--- Start ---

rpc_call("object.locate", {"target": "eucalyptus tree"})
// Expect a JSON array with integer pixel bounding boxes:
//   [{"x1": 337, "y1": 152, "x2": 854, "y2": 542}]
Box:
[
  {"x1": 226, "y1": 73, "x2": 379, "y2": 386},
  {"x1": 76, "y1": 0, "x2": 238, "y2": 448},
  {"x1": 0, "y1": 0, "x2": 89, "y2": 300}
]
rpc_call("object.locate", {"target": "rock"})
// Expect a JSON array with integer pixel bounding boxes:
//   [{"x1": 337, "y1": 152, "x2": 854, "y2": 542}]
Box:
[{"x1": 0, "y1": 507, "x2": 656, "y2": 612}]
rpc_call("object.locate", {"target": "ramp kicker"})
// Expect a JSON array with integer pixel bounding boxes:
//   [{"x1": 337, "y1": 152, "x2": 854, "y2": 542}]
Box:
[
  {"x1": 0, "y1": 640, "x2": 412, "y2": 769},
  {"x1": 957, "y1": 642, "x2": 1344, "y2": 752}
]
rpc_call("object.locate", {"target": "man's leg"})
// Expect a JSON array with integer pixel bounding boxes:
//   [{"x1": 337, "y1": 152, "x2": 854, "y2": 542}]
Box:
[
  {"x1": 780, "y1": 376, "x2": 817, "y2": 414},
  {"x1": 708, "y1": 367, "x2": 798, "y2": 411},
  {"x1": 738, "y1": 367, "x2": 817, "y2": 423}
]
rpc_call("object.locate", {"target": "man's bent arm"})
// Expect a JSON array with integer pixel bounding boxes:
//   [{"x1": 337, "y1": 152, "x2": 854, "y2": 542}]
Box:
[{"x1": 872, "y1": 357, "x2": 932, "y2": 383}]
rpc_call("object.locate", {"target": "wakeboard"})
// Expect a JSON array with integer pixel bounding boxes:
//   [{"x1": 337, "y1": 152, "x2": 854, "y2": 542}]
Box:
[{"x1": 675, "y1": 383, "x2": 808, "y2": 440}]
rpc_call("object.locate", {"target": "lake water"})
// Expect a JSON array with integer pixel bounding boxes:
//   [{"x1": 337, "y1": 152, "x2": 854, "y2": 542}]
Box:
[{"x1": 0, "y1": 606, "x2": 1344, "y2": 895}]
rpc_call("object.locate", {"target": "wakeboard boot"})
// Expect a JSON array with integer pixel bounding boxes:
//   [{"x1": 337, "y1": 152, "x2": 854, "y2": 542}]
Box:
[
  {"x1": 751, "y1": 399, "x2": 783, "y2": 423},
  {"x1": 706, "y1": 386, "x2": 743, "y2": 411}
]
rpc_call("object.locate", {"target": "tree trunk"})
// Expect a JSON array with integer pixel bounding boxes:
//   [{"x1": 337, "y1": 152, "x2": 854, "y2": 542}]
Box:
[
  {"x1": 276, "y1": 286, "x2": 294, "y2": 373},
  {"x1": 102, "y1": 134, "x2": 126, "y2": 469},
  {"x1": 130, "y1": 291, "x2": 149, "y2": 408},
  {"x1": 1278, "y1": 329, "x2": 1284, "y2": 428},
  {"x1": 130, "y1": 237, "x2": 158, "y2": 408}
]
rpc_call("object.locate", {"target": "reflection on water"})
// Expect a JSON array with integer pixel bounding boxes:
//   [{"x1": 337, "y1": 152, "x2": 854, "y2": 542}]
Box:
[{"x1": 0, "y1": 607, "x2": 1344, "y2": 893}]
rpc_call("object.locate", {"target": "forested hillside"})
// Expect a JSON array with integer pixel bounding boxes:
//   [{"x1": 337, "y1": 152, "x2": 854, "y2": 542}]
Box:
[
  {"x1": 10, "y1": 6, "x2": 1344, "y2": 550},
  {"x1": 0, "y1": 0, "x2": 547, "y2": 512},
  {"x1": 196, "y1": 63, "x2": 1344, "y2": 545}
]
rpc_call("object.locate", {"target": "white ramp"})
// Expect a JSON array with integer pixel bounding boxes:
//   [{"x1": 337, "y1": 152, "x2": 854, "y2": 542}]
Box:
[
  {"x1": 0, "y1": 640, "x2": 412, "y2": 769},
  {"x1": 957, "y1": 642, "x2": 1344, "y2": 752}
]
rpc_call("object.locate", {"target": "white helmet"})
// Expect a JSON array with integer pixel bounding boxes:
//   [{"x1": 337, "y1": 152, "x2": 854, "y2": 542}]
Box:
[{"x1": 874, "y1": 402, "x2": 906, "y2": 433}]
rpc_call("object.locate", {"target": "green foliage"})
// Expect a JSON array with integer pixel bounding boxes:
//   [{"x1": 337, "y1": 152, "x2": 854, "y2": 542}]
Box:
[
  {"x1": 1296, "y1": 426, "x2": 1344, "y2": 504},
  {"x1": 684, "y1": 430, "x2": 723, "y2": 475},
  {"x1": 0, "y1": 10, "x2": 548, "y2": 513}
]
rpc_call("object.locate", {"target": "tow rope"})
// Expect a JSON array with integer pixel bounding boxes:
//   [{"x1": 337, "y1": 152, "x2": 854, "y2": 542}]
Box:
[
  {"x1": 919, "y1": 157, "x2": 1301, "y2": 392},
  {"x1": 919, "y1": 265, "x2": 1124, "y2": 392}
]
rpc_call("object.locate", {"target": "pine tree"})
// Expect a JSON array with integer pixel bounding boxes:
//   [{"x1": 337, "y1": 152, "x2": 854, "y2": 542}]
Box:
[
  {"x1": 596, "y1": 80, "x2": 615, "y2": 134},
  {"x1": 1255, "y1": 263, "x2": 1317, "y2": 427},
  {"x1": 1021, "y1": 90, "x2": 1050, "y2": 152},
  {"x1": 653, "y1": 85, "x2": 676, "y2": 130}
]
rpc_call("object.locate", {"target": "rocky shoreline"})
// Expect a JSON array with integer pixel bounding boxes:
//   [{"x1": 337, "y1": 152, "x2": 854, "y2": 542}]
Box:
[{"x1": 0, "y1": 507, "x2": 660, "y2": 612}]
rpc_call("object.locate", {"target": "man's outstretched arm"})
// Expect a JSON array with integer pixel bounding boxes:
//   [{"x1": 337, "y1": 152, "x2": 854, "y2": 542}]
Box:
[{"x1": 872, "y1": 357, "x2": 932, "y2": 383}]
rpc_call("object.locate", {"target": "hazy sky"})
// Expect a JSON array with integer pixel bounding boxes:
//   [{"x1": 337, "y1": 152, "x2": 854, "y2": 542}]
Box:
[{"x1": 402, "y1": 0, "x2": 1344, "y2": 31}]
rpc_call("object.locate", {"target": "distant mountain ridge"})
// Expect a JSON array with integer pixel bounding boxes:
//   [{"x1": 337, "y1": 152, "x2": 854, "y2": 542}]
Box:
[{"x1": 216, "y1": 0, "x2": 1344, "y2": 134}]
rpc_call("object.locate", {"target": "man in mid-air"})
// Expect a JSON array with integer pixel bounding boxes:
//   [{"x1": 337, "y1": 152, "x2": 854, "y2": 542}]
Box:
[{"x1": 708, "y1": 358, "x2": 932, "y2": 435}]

--- End ---

_What you should do_. Please extract each line of the records above that contains the string "wakeboard", treating uppercase and lowercase letters as different.

_Task result_.
rpc_call("object.locate", {"target": "wakeboard"})
rpc_call("object.locate", {"target": "wakeboard boot"})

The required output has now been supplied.